Cet état est celui du détachement ou de l’indifférence aux choses extérieures, toujours au profit d’une contemplation intérieure.
On y voit aussi l’enseignement de la parabole du radeau, un autre enseignement bouddhiste : les livres, les formules magiques, les kyilkhors, sont pour le novice Karma Dordji des béquilles mentales, du concret pour un esprit qui a encore besoin de concret. Mais une fois son esprit affiné et renforcé, Karma Dordji n’a plus besoin de ces béquilles. Pire encore, elles l’appesantissent et l’encombrent dans sa quête de vide et de silence.
Union mystique
En communion avec lui-même et parfaitement indifférent aux choses de l’ego, Karma Dordji se retrouve finalement dans la présence d’une chose supérieure, qu’il décrit comme « un impalpable océan de blancheur lumineuse, prêt à le submerger ».
Difficile de ne pas y voir la présence divine telle qu’évoquée dans l’hésychasme et le soufisme en pareilles circonstances méditatives, ou la révélation du Soi décrite dans l’hindouisme.
Une « chose » merveilleuse, blanche, lumineuse, encore que ces mots soient sûrement des euphémismes, prêt à le submerger. Cette submersion fait écho encore une fois aux courants que nous avons cités, avec cette idée que l’on s’unit à ce principe supérieur, ou que l’on se fond en lui, ce qui est la même chose.
Le piège des siddhis
Karma Dordji, à présent spirituellement très élevé, développe spontanément le pouvoir de voler. C’est là un des nombreux siddhis (pouvoirs spirituels) qu’obtiennent les yogis à force de pratique et dont ils doivent se méfier. En effet, les pouvoirs rendent orgueilleux et l’orgueil nous rabaisse, sur le plan spirituel. Les pouvoirs spirituels sont donc un piège à éviter et les maîtres recommandent à leurs élèves de ne pas les utiliser.

#### Éléments stockés
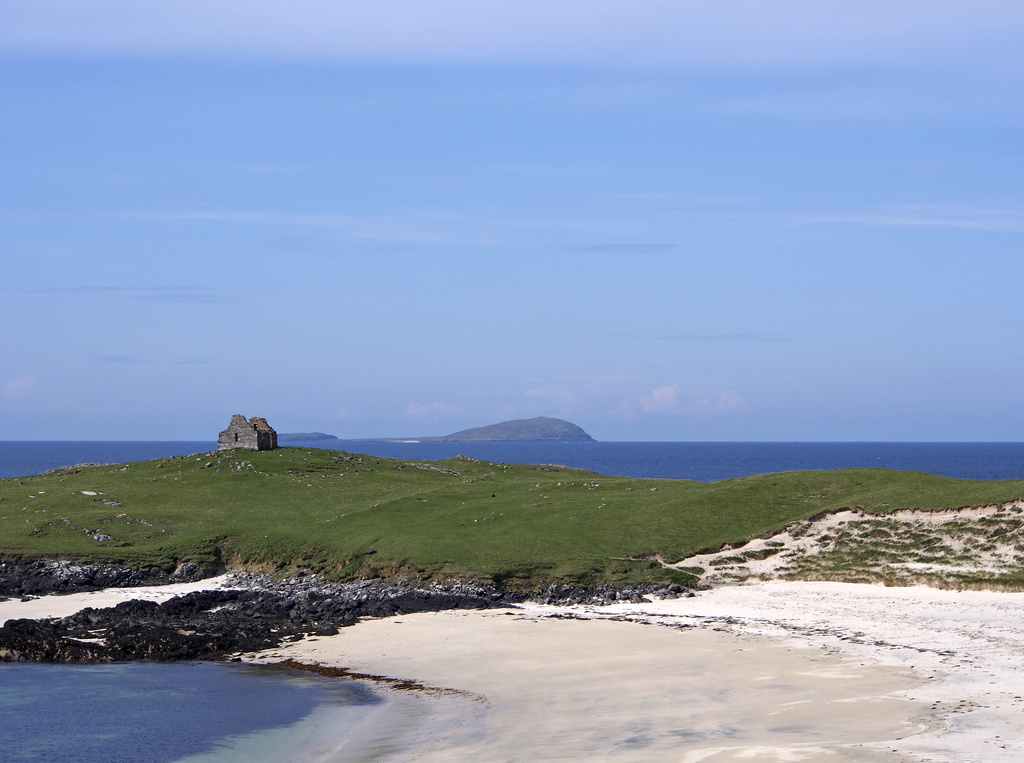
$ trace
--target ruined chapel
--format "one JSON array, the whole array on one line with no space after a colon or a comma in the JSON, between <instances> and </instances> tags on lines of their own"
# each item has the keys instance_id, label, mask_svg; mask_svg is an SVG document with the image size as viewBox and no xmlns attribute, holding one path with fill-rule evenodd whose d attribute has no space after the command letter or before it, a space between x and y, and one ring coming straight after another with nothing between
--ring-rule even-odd
<instances>
[{"instance_id":1,"label":"ruined chapel","mask_svg":"<svg viewBox=\"0 0 1024 763\"><path fill-rule=\"evenodd\" d=\"M231 417L227 429L217 437L217 450L245 448L250 451L272 451L278 447L278 432L266 423L266 419L254 416L246 419L241 414Z\"/></svg>"}]
</instances>

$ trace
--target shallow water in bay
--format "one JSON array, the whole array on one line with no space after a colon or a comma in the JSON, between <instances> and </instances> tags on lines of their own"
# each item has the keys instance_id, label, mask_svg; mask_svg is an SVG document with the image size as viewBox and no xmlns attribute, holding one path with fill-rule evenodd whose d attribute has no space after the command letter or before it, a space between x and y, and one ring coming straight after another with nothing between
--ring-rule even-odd
<instances>
[{"instance_id":1,"label":"shallow water in bay","mask_svg":"<svg viewBox=\"0 0 1024 763\"><path fill-rule=\"evenodd\" d=\"M458 454L563 464L601 474L714 481L793 469L886 467L968 479L1024 478L1020 442L378 442L301 443L399 459ZM83 462L205 453L212 441L0 441L0 477ZM0 763L373 760L427 722L407 703L390 715L362 684L234 664L0 664ZM370 719L370 720L368 720ZM364 723L366 721L366 723ZM361 724L361 725L360 725ZM330 754L371 726L357 758ZM312 741L311 741L312 740ZM315 754L302 752L303 745ZM327 753L325 753L327 751Z\"/></svg>"},{"instance_id":2,"label":"shallow water in bay","mask_svg":"<svg viewBox=\"0 0 1024 763\"><path fill-rule=\"evenodd\" d=\"M0 761L287 761L317 726L344 739L381 703L265 666L0 664Z\"/></svg>"}]
</instances>

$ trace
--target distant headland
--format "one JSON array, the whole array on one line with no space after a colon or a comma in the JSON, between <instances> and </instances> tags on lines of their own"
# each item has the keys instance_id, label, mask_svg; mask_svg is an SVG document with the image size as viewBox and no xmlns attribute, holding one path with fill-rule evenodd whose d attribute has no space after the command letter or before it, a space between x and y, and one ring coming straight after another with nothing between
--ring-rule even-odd
<instances>
[{"instance_id":1,"label":"distant headland","mask_svg":"<svg viewBox=\"0 0 1024 763\"><path fill-rule=\"evenodd\" d=\"M281 443L287 442L596 442L575 424L562 419L538 416L532 419L514 419L499 424L463 429L440 437L362 437L340 439L324 432L292 432L279 434Z\"/></svg>"}]
</instances>

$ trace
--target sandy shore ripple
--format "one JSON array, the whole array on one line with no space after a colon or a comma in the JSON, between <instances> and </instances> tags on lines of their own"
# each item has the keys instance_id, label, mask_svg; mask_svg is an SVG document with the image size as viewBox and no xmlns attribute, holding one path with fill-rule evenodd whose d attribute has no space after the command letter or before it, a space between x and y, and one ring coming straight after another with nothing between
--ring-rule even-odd
<instances>
[{"instance_id":1,"label":"sandy shore ripple","mask_svg":"<svg viewBox=\"0 0 1024 763\"><path fill-rule=\"evenodd\" d=\"M0 621L181 588L0 602ZM319 724L309 760L998 763L1024 760L1022 653L1024 594L769 582L370 620L246 656L420 684L374 681L389 702L336 741Z\"/></svg>"}]
</instances>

#### CONSIGNES DE L'EXERCICE
1) Que dit le texte sur Karma Dordji, résumé en deux phrases ?
2) Pouvez-vous recopier le passage du texte sur Karma Dordji qui va de « Union mystique » jusqu'à « décrite dans l’hindouisme. » inclus ?

#### RÉPONSES RÉDIGÉES
1) Détaché des choses extérieures, Karma Dordji n'a plus besoin des livres, des formules magiques et des kyilkhors, qui l'encombrent désormais. Il se retrouve alors en présence d'« un impalpable océan de blancheur lumineuse », puis développe le pouvoir de voler, un des siddhis dont les yogis doivent se méfier parce qu'ils rendent orgueilleux.

2)
Union mystique
En communion avec lui-même et parfaitement indifférent aux choses de l’ego, Karma Dordji se retrouve finalement dans la présence d’une chose supérieure, qu’il décrit comme « un impalpable océan de blancheur lumineuse, prêt à le submerger ».
Difficile de ne pas y voir la présence divine telle qu’évoquée dans l’hésychasme et le soufisme en pareilles circonstances méditatives, ou la révélation du Soi décrite dans l’hindouisme.